**TASK TO COMPLETE**. Count the lines of the data below that include the string "walkway", and reply with only that number.

______________________________

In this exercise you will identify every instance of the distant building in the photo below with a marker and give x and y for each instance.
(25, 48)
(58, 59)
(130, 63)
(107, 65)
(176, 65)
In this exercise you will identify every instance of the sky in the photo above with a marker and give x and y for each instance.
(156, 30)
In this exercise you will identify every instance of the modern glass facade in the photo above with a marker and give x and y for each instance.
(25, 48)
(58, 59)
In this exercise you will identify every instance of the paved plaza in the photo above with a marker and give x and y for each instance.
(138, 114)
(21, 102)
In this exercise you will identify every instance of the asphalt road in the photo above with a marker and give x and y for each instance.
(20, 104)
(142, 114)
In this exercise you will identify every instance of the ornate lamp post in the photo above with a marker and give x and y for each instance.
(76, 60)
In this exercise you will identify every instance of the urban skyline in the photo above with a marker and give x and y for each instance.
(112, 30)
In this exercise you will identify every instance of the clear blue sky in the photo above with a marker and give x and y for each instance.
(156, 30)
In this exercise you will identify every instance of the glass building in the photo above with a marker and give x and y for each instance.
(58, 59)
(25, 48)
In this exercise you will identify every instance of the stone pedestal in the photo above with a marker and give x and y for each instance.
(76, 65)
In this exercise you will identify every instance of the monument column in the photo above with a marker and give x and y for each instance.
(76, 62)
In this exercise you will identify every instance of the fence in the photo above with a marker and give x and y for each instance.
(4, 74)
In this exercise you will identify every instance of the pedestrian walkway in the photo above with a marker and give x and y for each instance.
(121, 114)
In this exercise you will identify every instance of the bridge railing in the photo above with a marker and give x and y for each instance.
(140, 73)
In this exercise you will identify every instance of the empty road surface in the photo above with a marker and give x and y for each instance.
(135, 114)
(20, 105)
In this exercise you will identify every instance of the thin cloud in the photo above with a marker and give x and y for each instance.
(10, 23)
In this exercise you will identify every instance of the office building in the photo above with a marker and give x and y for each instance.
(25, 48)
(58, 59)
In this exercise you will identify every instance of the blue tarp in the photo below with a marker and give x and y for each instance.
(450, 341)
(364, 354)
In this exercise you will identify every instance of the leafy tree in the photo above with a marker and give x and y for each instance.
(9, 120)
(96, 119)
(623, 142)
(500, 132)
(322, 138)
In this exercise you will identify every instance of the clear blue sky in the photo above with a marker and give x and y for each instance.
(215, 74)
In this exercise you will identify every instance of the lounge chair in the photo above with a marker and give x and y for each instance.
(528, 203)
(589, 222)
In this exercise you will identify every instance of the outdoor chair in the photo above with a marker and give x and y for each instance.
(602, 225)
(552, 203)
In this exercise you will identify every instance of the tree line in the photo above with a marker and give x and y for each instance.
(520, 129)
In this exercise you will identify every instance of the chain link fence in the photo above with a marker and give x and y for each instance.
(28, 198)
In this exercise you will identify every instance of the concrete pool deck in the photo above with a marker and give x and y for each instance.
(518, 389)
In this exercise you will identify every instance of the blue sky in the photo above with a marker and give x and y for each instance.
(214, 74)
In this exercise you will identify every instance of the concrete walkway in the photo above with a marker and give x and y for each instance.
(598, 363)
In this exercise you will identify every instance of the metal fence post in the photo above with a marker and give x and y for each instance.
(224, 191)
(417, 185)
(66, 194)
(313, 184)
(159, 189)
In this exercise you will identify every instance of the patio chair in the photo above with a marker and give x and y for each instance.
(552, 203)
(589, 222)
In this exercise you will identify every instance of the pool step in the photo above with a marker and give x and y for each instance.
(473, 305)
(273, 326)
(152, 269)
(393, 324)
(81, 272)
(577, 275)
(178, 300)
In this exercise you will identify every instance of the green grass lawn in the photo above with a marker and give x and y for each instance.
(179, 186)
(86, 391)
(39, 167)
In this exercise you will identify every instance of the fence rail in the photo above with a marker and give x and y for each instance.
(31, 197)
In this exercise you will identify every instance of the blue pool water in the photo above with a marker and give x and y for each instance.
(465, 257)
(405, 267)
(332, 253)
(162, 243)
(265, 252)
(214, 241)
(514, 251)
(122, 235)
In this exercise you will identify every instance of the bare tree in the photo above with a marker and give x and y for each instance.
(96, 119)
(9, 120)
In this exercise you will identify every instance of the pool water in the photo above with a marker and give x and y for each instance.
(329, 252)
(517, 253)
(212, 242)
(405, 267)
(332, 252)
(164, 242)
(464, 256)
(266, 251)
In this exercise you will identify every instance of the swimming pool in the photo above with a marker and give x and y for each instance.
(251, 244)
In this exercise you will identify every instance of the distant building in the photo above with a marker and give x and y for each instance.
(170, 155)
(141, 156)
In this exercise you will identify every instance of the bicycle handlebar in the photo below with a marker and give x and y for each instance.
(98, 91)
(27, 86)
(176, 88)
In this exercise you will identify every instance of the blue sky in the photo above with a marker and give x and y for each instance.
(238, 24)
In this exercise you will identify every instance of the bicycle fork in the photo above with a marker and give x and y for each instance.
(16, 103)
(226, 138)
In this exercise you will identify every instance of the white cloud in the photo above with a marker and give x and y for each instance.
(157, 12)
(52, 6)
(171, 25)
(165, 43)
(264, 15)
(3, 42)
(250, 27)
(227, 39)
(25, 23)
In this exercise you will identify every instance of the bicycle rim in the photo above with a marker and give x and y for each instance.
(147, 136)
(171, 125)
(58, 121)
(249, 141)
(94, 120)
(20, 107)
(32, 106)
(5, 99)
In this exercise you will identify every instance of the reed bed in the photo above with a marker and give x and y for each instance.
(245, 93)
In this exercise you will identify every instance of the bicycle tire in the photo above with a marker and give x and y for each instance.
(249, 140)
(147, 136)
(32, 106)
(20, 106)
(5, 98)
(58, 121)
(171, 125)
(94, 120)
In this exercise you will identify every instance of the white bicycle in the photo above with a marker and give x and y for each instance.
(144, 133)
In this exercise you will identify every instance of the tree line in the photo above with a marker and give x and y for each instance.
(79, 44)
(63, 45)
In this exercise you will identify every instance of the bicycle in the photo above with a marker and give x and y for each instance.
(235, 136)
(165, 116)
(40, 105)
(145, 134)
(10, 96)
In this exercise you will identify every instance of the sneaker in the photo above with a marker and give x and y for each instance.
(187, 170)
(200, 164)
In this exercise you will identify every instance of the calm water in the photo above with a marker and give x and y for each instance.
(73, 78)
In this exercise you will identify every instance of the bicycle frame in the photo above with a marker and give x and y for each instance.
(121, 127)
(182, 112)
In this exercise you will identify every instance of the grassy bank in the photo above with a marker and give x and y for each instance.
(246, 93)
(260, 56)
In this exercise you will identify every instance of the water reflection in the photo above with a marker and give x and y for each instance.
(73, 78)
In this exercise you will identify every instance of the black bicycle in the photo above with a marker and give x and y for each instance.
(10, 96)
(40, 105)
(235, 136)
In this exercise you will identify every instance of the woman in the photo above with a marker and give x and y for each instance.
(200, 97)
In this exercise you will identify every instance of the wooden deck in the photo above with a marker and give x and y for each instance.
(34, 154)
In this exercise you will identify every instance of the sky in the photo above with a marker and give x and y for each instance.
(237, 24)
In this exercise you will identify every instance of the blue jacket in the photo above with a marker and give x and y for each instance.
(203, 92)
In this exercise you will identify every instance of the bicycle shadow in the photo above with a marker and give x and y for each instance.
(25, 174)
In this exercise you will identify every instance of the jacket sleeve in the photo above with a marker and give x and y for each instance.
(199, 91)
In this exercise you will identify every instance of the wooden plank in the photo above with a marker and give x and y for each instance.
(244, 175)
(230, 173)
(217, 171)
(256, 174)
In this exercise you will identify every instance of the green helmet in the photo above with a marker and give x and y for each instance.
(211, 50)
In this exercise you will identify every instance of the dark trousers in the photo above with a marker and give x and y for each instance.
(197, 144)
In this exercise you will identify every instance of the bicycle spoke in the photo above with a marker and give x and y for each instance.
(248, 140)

______________________________

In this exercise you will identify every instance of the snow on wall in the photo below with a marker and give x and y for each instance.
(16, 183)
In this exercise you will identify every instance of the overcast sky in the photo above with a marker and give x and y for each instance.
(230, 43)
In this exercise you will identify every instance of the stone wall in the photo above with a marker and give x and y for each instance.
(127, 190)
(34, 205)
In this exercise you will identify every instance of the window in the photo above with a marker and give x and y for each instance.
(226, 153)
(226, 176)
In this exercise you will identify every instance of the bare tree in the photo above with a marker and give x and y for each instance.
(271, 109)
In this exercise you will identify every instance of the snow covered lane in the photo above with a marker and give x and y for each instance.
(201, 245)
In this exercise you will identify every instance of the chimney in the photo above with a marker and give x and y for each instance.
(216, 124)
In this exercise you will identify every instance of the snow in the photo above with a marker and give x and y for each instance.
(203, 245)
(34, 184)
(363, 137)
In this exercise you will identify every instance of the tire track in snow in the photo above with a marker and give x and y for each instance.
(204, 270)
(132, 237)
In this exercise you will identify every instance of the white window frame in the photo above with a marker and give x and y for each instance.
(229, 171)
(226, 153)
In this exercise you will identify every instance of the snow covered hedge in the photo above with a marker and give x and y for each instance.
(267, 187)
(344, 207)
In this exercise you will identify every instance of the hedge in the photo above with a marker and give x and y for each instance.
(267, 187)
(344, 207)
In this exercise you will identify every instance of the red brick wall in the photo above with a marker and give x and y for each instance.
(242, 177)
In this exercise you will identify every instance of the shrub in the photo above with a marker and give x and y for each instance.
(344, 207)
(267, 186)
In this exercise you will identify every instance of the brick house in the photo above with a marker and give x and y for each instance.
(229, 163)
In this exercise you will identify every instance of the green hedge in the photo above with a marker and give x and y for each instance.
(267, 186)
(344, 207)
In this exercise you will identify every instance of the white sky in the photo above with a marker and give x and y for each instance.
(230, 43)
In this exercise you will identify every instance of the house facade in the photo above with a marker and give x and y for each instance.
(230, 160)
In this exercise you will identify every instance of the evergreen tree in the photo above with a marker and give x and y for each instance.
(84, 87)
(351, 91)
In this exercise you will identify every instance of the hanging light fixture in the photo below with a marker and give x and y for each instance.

______________________________

**COMPLETED EXERCISE**. 2